§ **À FAIRE**
1: Répondez aux questions suivantes à partir de l'article sur le procès du blanchiment de l'argent du cannabis.
(a) Quel nom a été donné à cette affaire ?
(b) Combien de personnes sont jugées devant le tribunal correctionnel de Paris, et depuis quelle date ?
(c) À quel moment le réseau a-t-il été démantelé ?
2: Reproduisez le passage de l'article sur le procès du blanchiment de l'argent du cannabis compris entre « Les blanchisseurs, des » et « la région parisienne. », inclus.
3: Écrivez la suite de l'article sur le procès du blanchiment de l'argent du cannabis à partir de sa dernière phrase.

§ **TEXTE PRÉSENTÉ**
France: Jusqu’à neuf ans de prison requis au procès hors-norme du blanchiment de l’argent du cannabis
4 min read
Jusqu’à neuf ans de prison ont été requis mercredi à Paris au procès d’une affaire de blanchiment à grande échelle de l’argent du trafic de cannabis via les comptes de fraudeurs fiscaux français cachés en Suisse.
Cette affaire, baptisée « Virus », présente le « visage de la criminalité organisée moderne », a souligné la procureure devant le tribunal correctionnel de Paris, où 40 personnes sont jugées depuis le 17 septembre pour leur implication, à des degrés divers, dans ce vaste réseau franco-suisse de blanchiment.
Les blanchisseurs, des « professionnels de la finance », ont recyclé des centaines de millions d’euros de l’argent du cannabis grâce à un « système séculaire, extrêmement rapide, laissant peu de traces, et qui permet encore aujourd’hui l’évacuation de l’argent du proxénétisme ou de la cocaïne », a-t-elle relevé.
Ce réseau de trafiquants présumés, collecteurs d’espèces, financiers suisses et exilés fiscaux avait été démantelé à l’automne 2012. Tout avait commencé quelques mois plus tôt par une enquête classique sur un trafic de cannabis entre le Maroc et la région parisienne.

[Données de pointage de zones]
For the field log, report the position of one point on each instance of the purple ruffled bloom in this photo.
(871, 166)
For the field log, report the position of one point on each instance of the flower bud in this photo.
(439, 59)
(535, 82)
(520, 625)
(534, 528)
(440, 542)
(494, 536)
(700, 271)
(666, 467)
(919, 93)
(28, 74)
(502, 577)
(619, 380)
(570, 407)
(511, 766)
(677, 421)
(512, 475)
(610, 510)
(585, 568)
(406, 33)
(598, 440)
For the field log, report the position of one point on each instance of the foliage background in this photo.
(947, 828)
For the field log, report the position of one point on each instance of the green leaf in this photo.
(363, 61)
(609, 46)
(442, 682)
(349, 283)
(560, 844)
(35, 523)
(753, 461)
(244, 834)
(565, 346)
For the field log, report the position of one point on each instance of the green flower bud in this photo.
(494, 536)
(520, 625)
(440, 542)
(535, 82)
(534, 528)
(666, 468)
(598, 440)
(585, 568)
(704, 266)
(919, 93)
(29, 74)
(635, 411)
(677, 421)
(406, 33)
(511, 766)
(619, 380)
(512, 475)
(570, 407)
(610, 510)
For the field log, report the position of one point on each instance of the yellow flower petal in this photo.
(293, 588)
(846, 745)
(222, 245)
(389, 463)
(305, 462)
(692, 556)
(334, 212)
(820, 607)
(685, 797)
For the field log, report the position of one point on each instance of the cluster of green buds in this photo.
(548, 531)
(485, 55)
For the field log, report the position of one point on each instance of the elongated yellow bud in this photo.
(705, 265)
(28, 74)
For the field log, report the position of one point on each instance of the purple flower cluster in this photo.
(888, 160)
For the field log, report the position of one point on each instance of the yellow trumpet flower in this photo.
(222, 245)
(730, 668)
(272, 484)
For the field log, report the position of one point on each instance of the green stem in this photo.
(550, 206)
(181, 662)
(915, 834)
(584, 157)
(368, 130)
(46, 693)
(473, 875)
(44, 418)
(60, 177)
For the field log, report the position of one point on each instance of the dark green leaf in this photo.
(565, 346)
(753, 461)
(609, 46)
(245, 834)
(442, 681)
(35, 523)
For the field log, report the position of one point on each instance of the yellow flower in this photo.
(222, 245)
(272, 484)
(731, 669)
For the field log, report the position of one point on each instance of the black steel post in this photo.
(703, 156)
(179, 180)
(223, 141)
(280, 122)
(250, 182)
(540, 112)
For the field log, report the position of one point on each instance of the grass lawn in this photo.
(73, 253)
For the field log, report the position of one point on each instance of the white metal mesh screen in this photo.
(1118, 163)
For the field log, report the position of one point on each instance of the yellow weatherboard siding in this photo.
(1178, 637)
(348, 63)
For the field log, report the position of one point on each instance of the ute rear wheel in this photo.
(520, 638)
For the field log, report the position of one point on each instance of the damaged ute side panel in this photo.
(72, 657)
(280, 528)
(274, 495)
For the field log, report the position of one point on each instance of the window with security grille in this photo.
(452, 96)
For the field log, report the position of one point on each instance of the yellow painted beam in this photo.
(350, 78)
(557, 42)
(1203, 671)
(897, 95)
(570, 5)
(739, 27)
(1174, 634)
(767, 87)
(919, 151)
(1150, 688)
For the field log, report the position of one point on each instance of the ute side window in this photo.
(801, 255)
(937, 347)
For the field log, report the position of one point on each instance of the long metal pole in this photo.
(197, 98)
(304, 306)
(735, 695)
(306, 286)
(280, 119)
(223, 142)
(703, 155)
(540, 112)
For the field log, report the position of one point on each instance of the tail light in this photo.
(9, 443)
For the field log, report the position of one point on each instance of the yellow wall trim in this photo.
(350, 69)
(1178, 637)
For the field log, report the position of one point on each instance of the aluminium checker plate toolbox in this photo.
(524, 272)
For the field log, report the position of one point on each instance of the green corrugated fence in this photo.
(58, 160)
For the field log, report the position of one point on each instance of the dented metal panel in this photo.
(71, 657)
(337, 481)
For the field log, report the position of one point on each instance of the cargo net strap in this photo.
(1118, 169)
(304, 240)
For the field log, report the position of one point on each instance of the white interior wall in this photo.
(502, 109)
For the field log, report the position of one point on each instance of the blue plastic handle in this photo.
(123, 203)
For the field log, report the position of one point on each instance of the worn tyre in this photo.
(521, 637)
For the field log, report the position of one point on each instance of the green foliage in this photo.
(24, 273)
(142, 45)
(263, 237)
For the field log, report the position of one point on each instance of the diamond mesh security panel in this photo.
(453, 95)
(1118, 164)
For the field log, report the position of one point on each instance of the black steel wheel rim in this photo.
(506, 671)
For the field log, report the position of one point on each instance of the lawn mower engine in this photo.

§ **RÉSULTATS**
1:
(a) L'affaire a été baptisée « Virus ».
(b) 40 personnes y sont jugées depuis le 17 septembre.
(c) Le réseau a été démantelé à l'automne 2012.

2:
Les blanchisseurs, des « professionnels de la finance », ont recyclé des centaines de millions d’euros de l’argent du cannabis grâce à un « système séculaire, extrêmement rapide, laissant peu de traces, et qui permet encore aujourd’hui l’évacuation de l’argent du proxénétisme ou de la cocaïne », a-t-elle relevé.
Ce réseau de trafiquants présumés, collecteurs d’espèces, financiers suisses et exilés fiscaux avait été démantelé à l’automne 2012. Tout avait commencé quelques mois plus tôt par une enquête classique sur un trafic de cannabis entre le Maroc et la région parisienne.

3:
L’importateur principal a été identifié comme étant Rachid Mimoun, un Franco-Algérien de 45 ans qui naviguait entre le Maroc et l’Algérie. La plus lourde peine d’emprisonnement, neuf ans, assortie de 50.000 euros d’amende, a été requise à l’encontre de ce « trafiquant d’envergure », qui a reconnu l’importation de deux tonnes de résine de cannabis.
La marchandise était réceptionnée et revendue par ses relais en Ile-de-France. Puis, dans une même journée, un sac plastique bourré d’espèces passait des mains d’un trafiquant à un collecteur, puis dans celle d’un autre collecteur. Dans des quartiers cossus de Paris, il remettait à des exilés fiscaux souhaitant rapatrier leur argent caché en Suisse, clients de son frère financier, « les millions d’euros immaculés du cannabis ».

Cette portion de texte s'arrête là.